### The exercise
Copy out everything from the line containing "Target — grey storm cloud." down to the line containing "(1089, 481)", substituting "muddy puddle" for "reflective puddle" and leaving all else as it is.
Begin Material shown
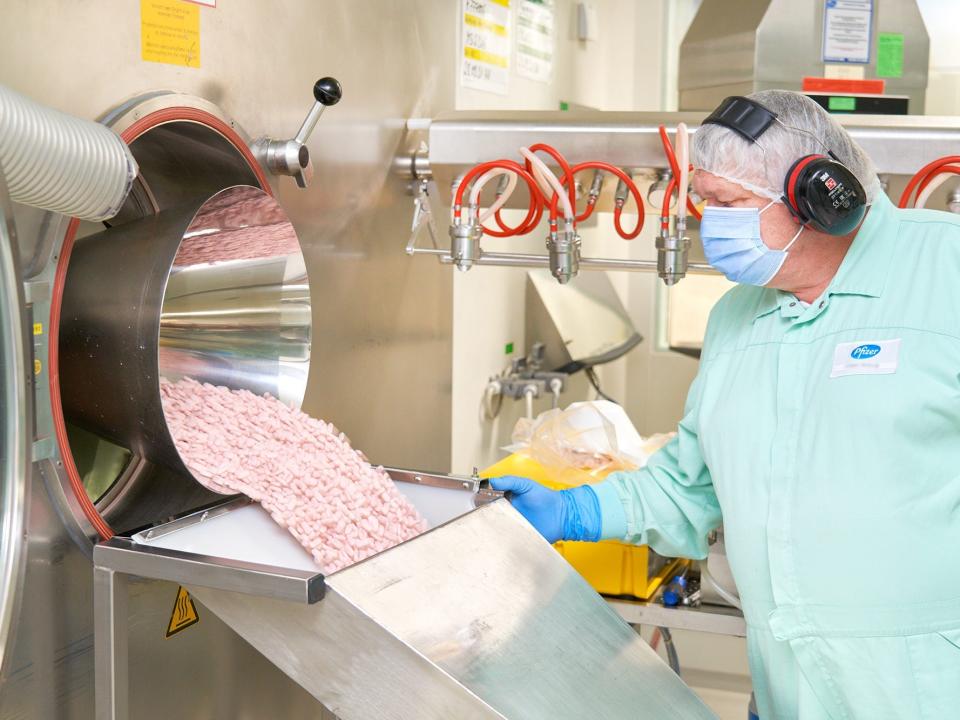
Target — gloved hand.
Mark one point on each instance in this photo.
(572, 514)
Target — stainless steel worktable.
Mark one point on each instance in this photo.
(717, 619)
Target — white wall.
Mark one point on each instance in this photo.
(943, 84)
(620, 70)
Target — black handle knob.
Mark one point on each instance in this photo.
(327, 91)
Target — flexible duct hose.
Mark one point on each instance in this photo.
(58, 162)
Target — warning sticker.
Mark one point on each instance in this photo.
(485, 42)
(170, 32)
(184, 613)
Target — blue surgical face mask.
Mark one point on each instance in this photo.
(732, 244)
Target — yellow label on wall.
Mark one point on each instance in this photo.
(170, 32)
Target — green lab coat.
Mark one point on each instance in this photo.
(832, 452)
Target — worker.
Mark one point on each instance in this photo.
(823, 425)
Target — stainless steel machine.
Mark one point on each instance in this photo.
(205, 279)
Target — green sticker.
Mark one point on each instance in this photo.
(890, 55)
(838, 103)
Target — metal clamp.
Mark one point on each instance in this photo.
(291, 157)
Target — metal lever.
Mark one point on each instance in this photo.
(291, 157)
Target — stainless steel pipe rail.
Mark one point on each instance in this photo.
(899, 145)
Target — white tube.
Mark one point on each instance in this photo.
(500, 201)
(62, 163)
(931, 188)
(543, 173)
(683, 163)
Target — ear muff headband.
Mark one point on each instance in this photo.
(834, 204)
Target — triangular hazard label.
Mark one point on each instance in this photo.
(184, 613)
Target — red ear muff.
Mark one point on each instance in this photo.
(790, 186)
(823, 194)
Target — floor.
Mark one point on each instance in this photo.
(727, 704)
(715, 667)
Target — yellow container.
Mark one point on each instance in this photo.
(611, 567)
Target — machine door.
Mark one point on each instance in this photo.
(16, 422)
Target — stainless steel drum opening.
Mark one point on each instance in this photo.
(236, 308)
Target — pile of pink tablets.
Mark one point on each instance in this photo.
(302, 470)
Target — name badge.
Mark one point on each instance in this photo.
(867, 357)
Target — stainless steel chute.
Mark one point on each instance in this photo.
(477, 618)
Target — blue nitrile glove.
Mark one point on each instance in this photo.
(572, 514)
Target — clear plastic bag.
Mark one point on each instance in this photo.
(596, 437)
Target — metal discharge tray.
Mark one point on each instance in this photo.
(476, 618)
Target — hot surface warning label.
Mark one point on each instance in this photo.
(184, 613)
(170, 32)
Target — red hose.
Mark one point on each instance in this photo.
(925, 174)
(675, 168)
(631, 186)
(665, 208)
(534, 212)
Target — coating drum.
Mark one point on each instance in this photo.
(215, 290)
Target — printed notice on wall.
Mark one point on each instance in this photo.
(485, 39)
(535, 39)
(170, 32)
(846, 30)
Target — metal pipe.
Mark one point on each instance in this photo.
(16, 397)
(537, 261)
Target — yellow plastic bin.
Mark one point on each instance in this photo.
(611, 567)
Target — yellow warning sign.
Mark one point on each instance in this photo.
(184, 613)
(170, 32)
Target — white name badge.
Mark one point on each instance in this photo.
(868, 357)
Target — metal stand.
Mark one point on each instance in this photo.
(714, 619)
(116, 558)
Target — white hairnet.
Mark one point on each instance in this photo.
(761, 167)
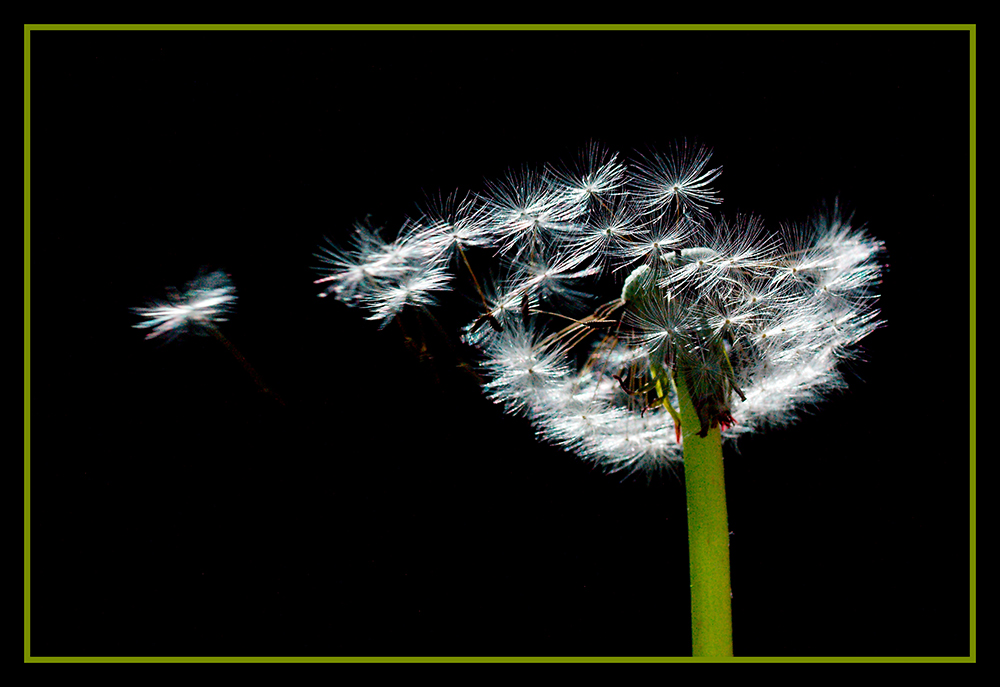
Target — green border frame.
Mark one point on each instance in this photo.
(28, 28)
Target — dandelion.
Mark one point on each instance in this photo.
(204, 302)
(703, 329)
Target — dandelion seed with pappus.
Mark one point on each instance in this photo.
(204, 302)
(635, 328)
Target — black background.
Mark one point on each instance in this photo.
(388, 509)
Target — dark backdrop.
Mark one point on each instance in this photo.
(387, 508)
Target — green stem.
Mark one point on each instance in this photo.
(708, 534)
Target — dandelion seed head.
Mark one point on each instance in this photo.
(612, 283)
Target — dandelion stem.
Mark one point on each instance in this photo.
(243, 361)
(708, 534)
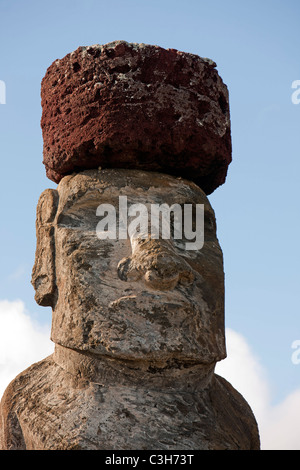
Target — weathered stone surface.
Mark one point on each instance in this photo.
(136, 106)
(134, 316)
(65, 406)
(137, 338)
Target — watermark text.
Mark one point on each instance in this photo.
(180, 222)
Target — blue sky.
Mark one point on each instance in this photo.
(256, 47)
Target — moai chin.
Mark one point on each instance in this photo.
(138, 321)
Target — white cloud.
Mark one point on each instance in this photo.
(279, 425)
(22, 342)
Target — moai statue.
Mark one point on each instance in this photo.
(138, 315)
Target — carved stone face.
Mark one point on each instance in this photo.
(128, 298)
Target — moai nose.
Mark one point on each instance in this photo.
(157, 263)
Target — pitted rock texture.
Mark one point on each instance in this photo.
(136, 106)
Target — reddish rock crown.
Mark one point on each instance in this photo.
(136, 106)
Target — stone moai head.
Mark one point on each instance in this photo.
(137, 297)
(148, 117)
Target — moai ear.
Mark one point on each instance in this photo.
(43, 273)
End Material shown
Begin Material shown
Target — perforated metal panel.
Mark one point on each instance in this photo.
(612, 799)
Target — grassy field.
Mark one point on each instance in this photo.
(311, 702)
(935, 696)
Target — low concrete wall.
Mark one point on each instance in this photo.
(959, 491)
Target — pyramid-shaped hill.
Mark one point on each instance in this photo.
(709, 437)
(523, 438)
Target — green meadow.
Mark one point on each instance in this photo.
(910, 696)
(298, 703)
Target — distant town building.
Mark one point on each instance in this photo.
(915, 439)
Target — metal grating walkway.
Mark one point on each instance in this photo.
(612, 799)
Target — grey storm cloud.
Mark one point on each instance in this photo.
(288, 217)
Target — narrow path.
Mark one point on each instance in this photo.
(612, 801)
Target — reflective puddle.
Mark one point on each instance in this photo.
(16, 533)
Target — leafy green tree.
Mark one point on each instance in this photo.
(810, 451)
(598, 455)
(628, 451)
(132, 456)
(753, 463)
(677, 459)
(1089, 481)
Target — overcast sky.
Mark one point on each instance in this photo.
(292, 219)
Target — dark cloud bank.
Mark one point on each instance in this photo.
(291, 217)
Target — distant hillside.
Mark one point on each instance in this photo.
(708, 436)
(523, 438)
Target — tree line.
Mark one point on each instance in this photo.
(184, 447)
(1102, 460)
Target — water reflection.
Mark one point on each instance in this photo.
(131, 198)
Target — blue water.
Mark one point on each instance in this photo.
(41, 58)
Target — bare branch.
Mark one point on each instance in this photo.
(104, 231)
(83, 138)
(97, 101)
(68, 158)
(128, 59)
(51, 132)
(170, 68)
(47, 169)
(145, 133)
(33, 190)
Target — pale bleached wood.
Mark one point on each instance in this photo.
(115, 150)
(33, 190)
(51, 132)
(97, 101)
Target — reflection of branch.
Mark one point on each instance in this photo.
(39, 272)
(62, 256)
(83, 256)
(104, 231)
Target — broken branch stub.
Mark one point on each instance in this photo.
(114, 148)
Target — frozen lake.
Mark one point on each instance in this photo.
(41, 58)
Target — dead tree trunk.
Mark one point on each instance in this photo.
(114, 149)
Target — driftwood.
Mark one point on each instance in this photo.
End Material shown
Begin Material shown
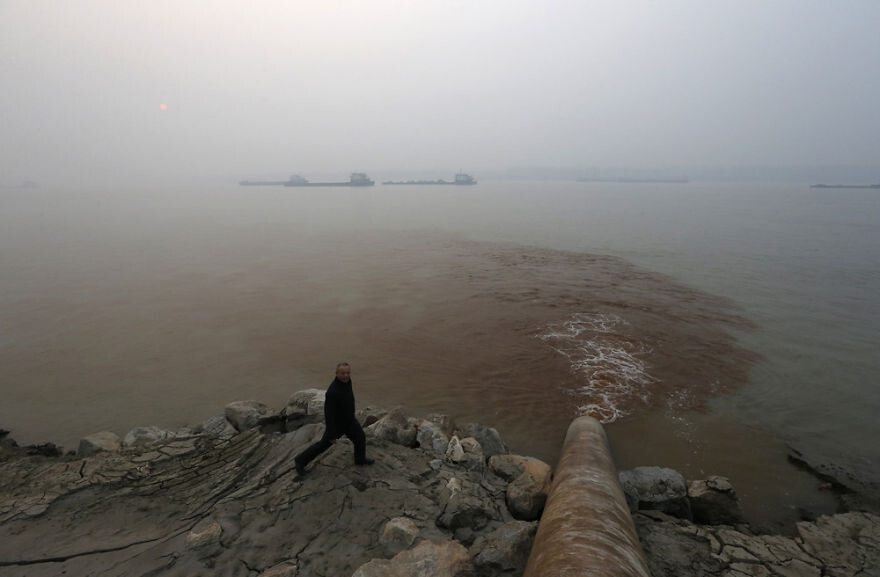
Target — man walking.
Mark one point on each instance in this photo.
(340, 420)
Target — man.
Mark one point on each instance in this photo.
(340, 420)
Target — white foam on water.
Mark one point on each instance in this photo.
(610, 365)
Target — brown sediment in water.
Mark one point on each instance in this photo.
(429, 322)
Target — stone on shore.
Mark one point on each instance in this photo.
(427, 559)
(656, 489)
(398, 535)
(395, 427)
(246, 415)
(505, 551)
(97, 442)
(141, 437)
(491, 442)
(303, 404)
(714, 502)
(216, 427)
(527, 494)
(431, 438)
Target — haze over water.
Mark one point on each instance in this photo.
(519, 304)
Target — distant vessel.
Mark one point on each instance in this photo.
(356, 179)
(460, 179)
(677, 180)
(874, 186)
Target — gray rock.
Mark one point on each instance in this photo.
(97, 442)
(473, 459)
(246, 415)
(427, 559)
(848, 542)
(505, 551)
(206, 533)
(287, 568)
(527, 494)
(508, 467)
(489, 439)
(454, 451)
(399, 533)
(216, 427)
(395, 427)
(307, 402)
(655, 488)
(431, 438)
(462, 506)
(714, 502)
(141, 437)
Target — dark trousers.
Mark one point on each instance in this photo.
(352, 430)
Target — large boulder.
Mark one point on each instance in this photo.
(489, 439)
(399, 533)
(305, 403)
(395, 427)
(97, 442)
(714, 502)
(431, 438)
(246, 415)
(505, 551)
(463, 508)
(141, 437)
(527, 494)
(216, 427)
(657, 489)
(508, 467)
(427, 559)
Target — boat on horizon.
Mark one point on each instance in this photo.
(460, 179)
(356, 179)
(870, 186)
End Material shown
### Complete response
Target — grey storm cloud.
Mark one point on each instance in this photo.
(288, 217)
Target — narrow path.
Mark one point on each instance in this photo.
(612, 801)
Target — muddy puddle.
Mark one point on each instance in this photo.
(16, 533)
Target — leafy green tree.
Mark one point on each instance in this photo.
(810, 451)
(598, 455)
(628, 451)
(132, 456)
(753, 463)
(677, 459)
(1089, 481)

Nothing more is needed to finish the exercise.